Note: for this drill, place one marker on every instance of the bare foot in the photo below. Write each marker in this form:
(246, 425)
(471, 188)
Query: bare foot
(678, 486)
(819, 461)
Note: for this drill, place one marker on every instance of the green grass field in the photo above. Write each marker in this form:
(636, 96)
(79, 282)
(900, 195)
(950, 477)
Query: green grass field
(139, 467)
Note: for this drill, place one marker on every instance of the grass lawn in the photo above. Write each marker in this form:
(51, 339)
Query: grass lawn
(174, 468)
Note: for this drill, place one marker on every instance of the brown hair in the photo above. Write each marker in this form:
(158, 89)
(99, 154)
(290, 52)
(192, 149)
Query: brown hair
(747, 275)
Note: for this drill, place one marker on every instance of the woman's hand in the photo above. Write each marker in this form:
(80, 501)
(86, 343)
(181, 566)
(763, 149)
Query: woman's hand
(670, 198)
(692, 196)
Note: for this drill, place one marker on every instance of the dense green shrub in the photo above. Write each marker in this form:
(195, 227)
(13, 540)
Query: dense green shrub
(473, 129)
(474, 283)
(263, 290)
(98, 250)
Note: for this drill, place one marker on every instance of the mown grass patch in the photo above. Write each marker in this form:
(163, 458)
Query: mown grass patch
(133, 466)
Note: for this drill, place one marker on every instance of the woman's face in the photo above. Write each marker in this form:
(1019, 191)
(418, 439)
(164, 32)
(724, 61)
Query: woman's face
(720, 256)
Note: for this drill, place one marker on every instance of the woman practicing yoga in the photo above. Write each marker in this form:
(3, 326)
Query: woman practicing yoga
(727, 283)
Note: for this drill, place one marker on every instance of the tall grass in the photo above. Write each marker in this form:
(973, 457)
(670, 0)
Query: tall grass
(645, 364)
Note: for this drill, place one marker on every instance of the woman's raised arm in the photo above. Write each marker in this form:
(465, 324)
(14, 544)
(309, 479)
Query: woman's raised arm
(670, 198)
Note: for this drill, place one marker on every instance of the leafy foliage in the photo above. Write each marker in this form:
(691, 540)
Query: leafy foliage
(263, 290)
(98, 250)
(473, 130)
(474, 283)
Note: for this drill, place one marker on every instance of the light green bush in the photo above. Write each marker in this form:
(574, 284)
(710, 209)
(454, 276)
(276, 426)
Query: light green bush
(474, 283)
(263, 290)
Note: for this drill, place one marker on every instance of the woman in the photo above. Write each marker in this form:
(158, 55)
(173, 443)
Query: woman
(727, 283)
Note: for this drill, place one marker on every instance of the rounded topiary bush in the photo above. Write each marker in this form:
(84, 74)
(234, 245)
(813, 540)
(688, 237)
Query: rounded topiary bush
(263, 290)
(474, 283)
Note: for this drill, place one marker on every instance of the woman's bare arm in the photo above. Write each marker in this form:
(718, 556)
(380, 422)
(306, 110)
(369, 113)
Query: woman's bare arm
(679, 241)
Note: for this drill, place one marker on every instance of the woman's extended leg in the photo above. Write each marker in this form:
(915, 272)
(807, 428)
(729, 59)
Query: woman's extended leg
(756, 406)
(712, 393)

_Required task_
Output every entry shown above, exactly.

_Response_
Note: for this drill, place one marker on every instance of the bare foot in the photo below. Write each marker in this form:
(246, 425)
(471, 188)
Query: bare foot
(678, 486)
(819, 461)
Note: for this drill, place one marker on every instance of the green grass field in the photo above. Write each marker in this form:
(636, 96)
(79, 282)
(900, 195)
(950, 477)
Query: green grass field
(139, 467)
Note: for this drill, place one marker on every instance of the grass lawn in the photo above. Write each marker in this form:
(51, 339)
Query: grass lawn
(174, 468)
Note: for this drill, place one marker on every instance of the brown hair in the photo above. Write each marker in this form:
(158, 89)
(99, 154)
(290, 52)
(192, 149)
Query: brown hair
(747, 275)
Note: for this drill, place one marker on every instance of the woman's hand in the photo above. Write each marker in this form:
(80, 501)
(86, 343)
(181, 566)
(763, 149)
Query: woman's hand
(670, 198)
(692, 196)
Note: for this drill, place one marker on every instance of the dense green shrub in the photo above. Write each marker in this form:
(195, 227)
(13, 540)
Query: dense green shrub
(473, 129)
(474, 283)
(263, 290)
(98, 250)
Note: for this drill, place one marker on every instance of the mown grass patch in the photo above. Write each marker in this form:
(163, 458)
Query: mown grass patch
(133, 466)
Note: for this drill, place one marker on every instance of the woman's face in the photo above. Write each marker in this form:
(1019, 191)
(418, 439)
(164, 32)
(724, 61)
Query: woman's face
(720, 256)
Note: for this drill, place one marker on every instance of the woman practicing yoga in the photo above. Write each marker in this form:
(3, 326)
Query: woman practicing yoga
(727, 283)
Note: for this drill, place one marker on every instance of the tall grass in the photo above. Write each marker in this form:
(973, 457)
(670, 0)
Query: tall grass
(645, 364)
Note: for this drill, place one marker on every instance of the woman's raised arm in the photo above. Write each marker in this form:
(465, 324)
(14, 544)
(309, 479)
Query: woman's raised arm
(670, 198)
Note: for this drill, place one marker on every instance of the leafy foliage in the photo above. Write each marker in this form:
(691, 540)
Query: leafy foliage
(263, 290)
(98, 250)
(473, 130)
(474, 283)
Note: for this drill, place one marker on every instance of the light green bush in the photo above. Write each marker in this form:
(574, 284)
(710, 209)
(454, 276)
(276, 426)
Query: light green bush
(474, 283)
(263, 290)
Note: for this drill, place one marker on every instance of the woman in the photo above. Write each marker in this form:
(158, 55)
(173, 443)
Query: woman
(727, 283)
Note: for this drill, place one marker on every instance of the rounded topiary bush in the photo above. Write each marker in this form:
(84, 74)
(234, 245)
(813, 540)
(688, 237)
Query: rounded topiary bush
(263, 290)
(474, 283)
Note: for this drill, place one marker on every instance of the woman's bare arm in the photo above. Write each marker in this form:
(718, 556)
(380, 422)
(306, 110)
(369, 113)
Query: woman's bare arm
(679, 241)
Note: for this drill, place one marker on every instance of the woman's extended leg in the photo above. Write each marker in this form:
(915, 272)
(807, 428)
(729, 59)
Query: woman's extended leg
(756, 406)
(712, 393)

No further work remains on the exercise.